Object pointing dataset rows

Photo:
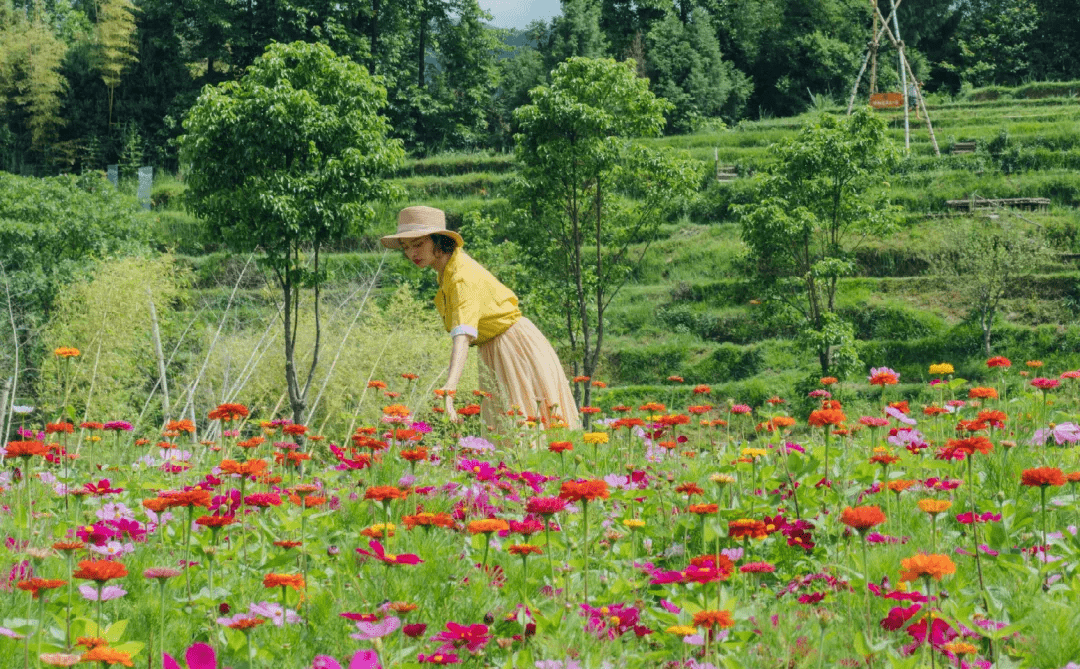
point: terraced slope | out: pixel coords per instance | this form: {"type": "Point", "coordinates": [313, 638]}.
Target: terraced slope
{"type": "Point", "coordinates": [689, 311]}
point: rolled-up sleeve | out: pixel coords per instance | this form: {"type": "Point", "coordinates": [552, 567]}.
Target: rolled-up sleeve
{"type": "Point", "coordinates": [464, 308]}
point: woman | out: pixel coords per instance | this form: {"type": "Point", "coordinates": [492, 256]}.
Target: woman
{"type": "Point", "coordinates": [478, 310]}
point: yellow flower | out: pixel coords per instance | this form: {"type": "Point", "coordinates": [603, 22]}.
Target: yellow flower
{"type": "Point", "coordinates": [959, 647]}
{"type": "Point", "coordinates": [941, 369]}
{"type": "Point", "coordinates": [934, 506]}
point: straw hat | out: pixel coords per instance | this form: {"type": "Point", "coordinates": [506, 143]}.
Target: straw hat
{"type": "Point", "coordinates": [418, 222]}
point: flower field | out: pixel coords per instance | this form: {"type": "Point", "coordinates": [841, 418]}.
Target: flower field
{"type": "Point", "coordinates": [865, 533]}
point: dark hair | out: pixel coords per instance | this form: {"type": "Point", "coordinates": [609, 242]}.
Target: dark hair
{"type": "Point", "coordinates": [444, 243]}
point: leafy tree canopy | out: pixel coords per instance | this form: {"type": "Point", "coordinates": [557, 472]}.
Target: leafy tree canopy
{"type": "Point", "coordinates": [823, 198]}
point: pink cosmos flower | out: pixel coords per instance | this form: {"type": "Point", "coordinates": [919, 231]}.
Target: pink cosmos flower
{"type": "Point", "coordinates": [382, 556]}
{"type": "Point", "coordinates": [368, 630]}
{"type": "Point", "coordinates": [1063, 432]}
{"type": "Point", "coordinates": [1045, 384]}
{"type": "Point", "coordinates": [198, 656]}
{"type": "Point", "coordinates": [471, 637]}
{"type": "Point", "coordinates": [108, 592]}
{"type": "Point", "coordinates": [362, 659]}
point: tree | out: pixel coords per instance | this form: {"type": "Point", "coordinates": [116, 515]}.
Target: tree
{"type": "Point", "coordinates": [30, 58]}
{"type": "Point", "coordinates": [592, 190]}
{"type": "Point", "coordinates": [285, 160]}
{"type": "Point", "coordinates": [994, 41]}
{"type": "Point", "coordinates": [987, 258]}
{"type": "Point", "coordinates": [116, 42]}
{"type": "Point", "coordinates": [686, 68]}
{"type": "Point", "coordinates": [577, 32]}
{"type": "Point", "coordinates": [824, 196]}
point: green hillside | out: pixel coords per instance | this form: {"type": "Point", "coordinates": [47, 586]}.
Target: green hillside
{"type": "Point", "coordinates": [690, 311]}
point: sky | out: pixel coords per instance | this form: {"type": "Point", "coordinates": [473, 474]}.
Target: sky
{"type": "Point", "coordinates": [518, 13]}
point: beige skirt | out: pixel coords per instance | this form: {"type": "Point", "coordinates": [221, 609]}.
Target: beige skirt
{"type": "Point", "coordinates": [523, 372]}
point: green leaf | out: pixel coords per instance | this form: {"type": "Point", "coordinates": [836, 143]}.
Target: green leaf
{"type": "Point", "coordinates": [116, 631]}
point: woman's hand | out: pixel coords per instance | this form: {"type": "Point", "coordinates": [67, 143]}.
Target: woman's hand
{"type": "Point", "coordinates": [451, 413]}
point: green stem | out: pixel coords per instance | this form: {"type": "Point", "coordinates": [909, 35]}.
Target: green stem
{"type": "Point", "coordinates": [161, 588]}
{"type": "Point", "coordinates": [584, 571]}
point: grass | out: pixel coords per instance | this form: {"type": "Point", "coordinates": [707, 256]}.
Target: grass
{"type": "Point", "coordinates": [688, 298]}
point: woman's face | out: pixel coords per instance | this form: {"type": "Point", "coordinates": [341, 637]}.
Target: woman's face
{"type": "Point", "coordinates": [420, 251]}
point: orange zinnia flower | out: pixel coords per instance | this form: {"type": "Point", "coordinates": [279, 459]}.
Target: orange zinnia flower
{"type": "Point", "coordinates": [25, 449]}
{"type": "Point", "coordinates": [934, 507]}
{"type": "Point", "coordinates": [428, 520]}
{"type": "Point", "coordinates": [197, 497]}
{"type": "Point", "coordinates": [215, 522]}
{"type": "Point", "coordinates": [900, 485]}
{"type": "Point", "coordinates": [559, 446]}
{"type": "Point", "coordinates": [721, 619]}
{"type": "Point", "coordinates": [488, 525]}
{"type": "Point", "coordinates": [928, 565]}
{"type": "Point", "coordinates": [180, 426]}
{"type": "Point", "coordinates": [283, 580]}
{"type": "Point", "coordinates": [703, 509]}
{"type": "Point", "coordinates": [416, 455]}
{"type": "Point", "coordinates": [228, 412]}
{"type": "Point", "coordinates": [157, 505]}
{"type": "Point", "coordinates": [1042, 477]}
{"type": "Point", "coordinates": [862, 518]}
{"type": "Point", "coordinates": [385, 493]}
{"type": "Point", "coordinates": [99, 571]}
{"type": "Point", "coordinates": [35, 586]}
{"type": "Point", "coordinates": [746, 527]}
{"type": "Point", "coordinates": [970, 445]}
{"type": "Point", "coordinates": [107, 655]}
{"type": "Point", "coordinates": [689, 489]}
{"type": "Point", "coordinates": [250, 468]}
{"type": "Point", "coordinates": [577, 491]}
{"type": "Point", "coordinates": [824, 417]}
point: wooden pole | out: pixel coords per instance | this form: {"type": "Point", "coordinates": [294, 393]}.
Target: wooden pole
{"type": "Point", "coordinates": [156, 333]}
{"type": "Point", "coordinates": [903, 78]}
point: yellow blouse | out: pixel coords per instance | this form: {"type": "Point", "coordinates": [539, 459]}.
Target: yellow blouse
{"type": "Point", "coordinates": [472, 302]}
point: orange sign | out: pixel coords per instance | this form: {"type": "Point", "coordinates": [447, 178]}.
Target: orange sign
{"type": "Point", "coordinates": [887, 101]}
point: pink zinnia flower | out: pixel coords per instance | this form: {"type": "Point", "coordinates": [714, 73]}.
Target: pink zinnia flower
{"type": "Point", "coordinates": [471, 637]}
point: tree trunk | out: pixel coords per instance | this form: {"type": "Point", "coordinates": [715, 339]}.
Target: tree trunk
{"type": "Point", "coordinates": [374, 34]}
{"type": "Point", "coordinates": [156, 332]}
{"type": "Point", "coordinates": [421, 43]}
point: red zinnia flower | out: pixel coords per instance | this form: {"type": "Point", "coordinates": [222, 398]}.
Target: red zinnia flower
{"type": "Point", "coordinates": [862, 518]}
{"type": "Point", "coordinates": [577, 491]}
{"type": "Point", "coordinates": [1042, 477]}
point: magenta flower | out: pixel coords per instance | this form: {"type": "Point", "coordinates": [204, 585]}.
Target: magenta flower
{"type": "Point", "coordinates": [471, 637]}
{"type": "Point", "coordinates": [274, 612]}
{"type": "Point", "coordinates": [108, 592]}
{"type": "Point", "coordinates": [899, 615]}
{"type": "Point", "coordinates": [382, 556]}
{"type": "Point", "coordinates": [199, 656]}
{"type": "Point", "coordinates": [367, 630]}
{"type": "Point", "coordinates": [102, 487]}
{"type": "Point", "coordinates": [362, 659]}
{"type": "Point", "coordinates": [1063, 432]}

Requirement:
From the line with "point: magenta flower" to the last line of the material, give every line again exactly, and only those lines.

The reply:
point: magenta flower | out: pixel coords per instance | this form: {"type": "Point", "coordinates": [204, 585]}.
Target: magenta flower
{"type": "Point", "coordinates": [471, 637]}
{"type": "Point", "coordinates": [274, 612]}
{"type": "Point", "coordinates": [108, 592]}
{"type": "Point", "coordinates": [899, 615]}
{"type": "Point", "coordinates": [382, 556]}
{"type": "Point", "coordinates": [199, 656]}
{"type": "Point", "coordinates": [367, 630]}
{"type": "Point", "coordinates": [102, 487]}
{"type": "Point", "coordinates": [362, 659]}
{"type": "Point", "coordinates": [1063, 432]}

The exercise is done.